Stored items
== == ==

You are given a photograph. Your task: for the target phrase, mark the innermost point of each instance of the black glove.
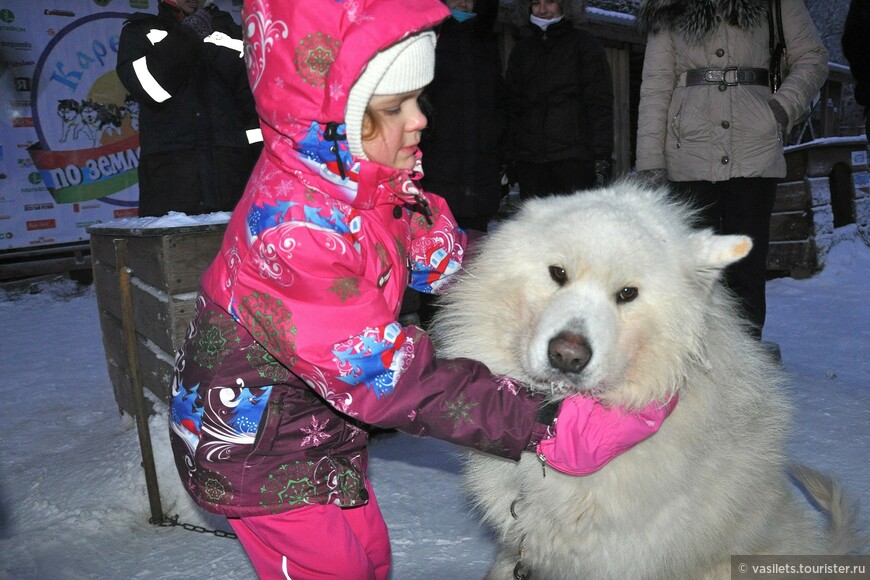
(779, 113)
(653, 177)
(510, 171)
(603, 172)
(199, 22)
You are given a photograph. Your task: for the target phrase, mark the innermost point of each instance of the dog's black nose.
(569, 352)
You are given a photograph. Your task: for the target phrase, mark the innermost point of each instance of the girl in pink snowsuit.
(296, 350)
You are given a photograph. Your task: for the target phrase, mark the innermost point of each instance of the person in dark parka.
(560, 106)
(198, 131)
(855, 51)
(464, 142)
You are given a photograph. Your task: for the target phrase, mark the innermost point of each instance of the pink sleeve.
(589, 435)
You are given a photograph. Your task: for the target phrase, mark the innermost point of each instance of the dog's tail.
(827, 493)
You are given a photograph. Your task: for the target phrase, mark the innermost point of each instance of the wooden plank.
(792, 196)
(108, 294)
(161, 317)
(798, 259)
(790, 226)
(155, 365)
(186, 257)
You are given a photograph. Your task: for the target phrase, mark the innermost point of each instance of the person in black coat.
(463, 146)
(199, 132)
(560, 107)
(857, 25)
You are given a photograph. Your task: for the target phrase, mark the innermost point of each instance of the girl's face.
(398, 122)
(546, 9)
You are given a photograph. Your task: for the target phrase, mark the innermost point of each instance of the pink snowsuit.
(296, 349)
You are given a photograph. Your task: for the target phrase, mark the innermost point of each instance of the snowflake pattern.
(507, 383)
(314, 57)
(459, 411)
(218, 338)
(315, 434)
(345, 287)
(266, 365)
(271, 324)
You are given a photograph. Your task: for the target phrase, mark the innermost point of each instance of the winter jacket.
(463, 145)
(714, 132)
(854, 49)
(560, 96)
(296, 349)
(193, 96)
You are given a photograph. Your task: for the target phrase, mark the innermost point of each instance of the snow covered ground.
(73, 503)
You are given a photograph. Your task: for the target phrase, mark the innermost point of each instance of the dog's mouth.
(560, 386)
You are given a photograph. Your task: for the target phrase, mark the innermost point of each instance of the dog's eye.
(627, 294)
(559, 275)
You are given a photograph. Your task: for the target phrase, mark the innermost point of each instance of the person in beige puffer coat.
(710, 124)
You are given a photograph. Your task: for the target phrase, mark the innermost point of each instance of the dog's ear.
(717, 252)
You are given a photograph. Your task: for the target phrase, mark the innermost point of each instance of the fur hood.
(695, 19)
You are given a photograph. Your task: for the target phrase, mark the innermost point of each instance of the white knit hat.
(406, 66)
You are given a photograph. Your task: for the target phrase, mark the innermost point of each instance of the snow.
(73, 502)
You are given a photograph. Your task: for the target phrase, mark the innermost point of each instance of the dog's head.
(611, 292)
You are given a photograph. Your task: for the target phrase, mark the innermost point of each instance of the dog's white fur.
(715, 480)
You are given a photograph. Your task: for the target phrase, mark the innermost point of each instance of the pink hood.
(302, 65)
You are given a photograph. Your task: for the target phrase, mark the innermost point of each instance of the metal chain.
(172, 522)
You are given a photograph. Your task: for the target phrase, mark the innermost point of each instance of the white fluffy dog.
(622, 271)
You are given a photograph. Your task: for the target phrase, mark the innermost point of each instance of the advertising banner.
(69, 140)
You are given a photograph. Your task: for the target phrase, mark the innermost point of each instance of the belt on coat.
(730, 76)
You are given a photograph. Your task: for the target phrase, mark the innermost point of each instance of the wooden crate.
(801, 225)
(165, 265)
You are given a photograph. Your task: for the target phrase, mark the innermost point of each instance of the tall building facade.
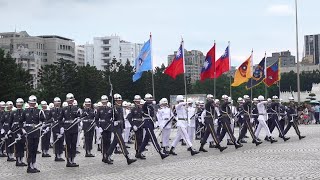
(312, 48)
(194, 60)
(113, 47)
(287, 60)
(80, 55)
(32, 52)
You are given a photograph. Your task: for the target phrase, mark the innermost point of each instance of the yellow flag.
(243, 73)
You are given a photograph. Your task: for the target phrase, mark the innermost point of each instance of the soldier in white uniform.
(191, 120)
(182, 124)
(164, 116)
(261, 106)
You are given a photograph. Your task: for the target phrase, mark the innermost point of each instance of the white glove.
(100, 130)
(135, 128)
(61, 130)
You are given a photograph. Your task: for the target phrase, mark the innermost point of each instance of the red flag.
(208, 68)
(222, 64)
(177, 65)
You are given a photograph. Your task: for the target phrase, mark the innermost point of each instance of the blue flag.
(258, 75)
(143, 61)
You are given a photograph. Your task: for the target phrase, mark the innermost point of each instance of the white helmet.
(246, 97)
(104, 98)
(9, 103)
(108, 104)
(32, 99)
(57, 99)
(87, 101)
(26, 105)
(148, 97)
(137, 98)
(117, 97)
(64, 104)
(209, 96)
(260, 98)
(69, 96)
(44, 103)
(2, 104)
(225, 97)
(99, 104)
(51, 105)
(179, 98)
(19, 101)
(124, 103)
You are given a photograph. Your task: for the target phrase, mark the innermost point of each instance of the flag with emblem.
(258, 75)
(143, 61)
(223, 63)
(243, 73)
(273, 73)
(177, 65)
(207, 71)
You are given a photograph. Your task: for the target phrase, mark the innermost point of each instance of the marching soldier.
(182, 123)
(46, 133)
(148, 125)
(246, 125)
(8, 136)
(135, 119)
(2, 131)
(209, 115)
(164, 116)
(88, 126)
(116, 123)
(70, 127)
(16, 117)
(292, 115)
(56, 113)
(261, 107)
(225, 112)
(31, 123)
(275, 114)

== == ==

# ACTION ITEM:
The copy you produce must repeat all the entries exactly and contain no pictures.

# EXERCISE ANSWER:
You are given a photograph. Your task: for the target phrase, mark the innermost point of each instance of the black glove.
(779, 113)
(653, 177)
(510, 171)
(603, 172)
(199, 22)
You are given a photograph. Your task: for the target phrase, mark the innermost point of each instance of the dog's black nose.
(569, 352)
You are given a photograph. Your task: for the target phrase, mark the innermost point of each instance of the girl in pink snowsuit.
(296, 350)
You are given a photograph. Your task: for the target phrase, mark the innermost point of each instance of the person in dark parka.
(560, 106)
(198, 131)
(855, 51)
(464, 142)
You are given a photograph. Your task: for the target phrase, mark the innermost point of each instance of the pink sleeve.
(589, 435)
You are given a photograph. Your task: for the target phrase, mark the innermost point of each instance of the dog's tail.
(827, 493)
You are given a photograph. Your task: for the target phrase, mark the innermost point of each instance of the wooden plank.
(792, 196)
(108, 294)
(161, 317)
(798, 259)
(790, 226)
(155, 365)
(186, 257)
You are given a photograph. Your task: for the target phrase, mark the innermost point of each instance of the person in black coat.
(463, 146)
(199, 132)
(560, 107)
(857, 25)
You are given a photograph. Your task: for the target phrase, mark the innermost point of each instance of the girl's face.
(398, 122)
(546, 9)
You are given a photograph. Your task: for the target phrase, mark the innermost point of each instance of the pink snowsuit.
(296, 349)
You are given a photograph. Your task: for the target phrase, mark the innermost point of each instance of the snowflake pattern.
(507, 383)
(314, 57)
(459, 411)
(218, 338)
(315, 434)
(345, 287)
(266, 365)
(271, 324)
You are given a photograph. Your task: for the target phrase, mark the innermost point of each instance of the winter jacket.
(463, 145)
(714, 132)
(854, 49)
(560, 96)
(296, 349)
(193, 96)
You are given a photograph. Your task: for the target phrase, mark the innermost point of each instance of the snow covered ground.
(73, 503)
You are given a photograph. Your task: for the target phrase, mark the innermost point of each instance of the dog's mouth.
(560, 386)
You are given a photograph. Your task: for the target phrase, mark the innermost point of each instance of the dog's eye.
(627, 294)
(559, 275)
You are given a photograph. Your task: for the target phrase, mark the innermost point of each instance of the person in beige puffer coat.
(710, 124)
You are given a photograph. Your task: for the target phrase, mark the innermost point of each instance of the dog's ear.
(717, 252)
You are given a photograph. Your task: for the target phrase, mark the innermost point of each instance of the fur hood.
(695, 19)
You are given a photograph. Your task: for the target phrase, mark the innermost point of each instance of the white knit hat.
(406, 66)
You are given a photograph. Your task: for the target phrase, mark the innermost point of each instance of the snow.
(73, 502)
You are given a photograph. Your task: for the target phrase, mark the innermost point of each instance of the dog's head.
(611, 292)
You are given a photograph. Your task: for the target phrase, mark the innermost point of each instance of the dog's white fur.
(715, 480)
You are given a photograph. Your task: for the target phrase, mark the innermost point of each instance of the pink hood.
(302, 65)
You are given a photograph. Your task: for the target phrase, mark the innermost point of each instance of the metal chain.
(172, 522)
You are given a photograph. Your task: for the target phrase, mark the innermost point of each instance of the white fluffy dog.
(622, 271)
You are given a photograph. Your task: for the target phrase, mark the innermost point of each instance of the advertising banner.
(69, 140)
You are given a photograph. Your task: for the target phrase, mark the innermost point of each instance of the belt on coat.
(730, 76)
You are given a photograph. Your task: for the target phrase, mark the innermost point of each instance of the wooden crate.
(801, 225)
(165, 265)
You are given a photograph. Your task: for the target phrase, mark the innermost point of each instance of the tall building facade.
(312, 48)
(194, 60)
(113, 47)
(287, 60)
(80, 55)
(32, 52)
You are given a photograph. Your task: for the target phrase, mark the innermost point of each instance of the yellow flag.
(243, 73)
You are given a photograph. Your task: for the target phrase, mark the innermost point of each instance of the soldier in white uniform.
(191, 120)
(182, 124)
(164, 116)
(261, 106)
You are given a photograph. Your task: for the target phrase, mark the innermost point of each instance of the white glove.
(100, 130)
(135, 128)
(61, 130)
You are given a photograph. Your task: for the target phrase, mark the innermost point of each instance of the red flag.
(208, 68)
(222, 64)
(177, 65)
You are given a photograph. Your task: for the target phrase, mark the innermost point of each instance of the blue flag.
(258, 75)
(143, 61)
You are given a photograph. Your task: for the target phrase, mark the innermost point of each instance of the white helmet.
(246, 97)
(104, 98)
(9, 103)
(108, 104)
(32, 99)
(57, 99)
(87, 101)
(26, 105)
(148, 97)
(137, 98)
(117, 97)
(64, 104)
(209, 96)
(260, 98)
(69, 96)
(44, 103)
(2, 104)
(225, 97)
(99, 104)
(51, 105)
(179, 98)
(19, 101)
(124, 103)
You are given a photograph. Your task: for the target phrase, mark the innermost point of each instance of the flag with emblem.
(258, 75)
(143, 61)
(223, 63)
(243, 73)
(273, 73)
(177, 65)
(207, 71)
You are given a photograph. Your task: for the target phrase, mark the innermost point of each instance of the marching soldier.
(182, 123)
(46, 133)
(148, 125)
(246, 125)
(8, 136)
(135, 119)
(2, 131)
(209, 115)
(164, 116)
(88, 126)
(116, 123)
(70, 127)
(16, 117)
(292, 115)
(56, 113)
(261, 107)
(225, 112)
(31, 123)
(275, 114)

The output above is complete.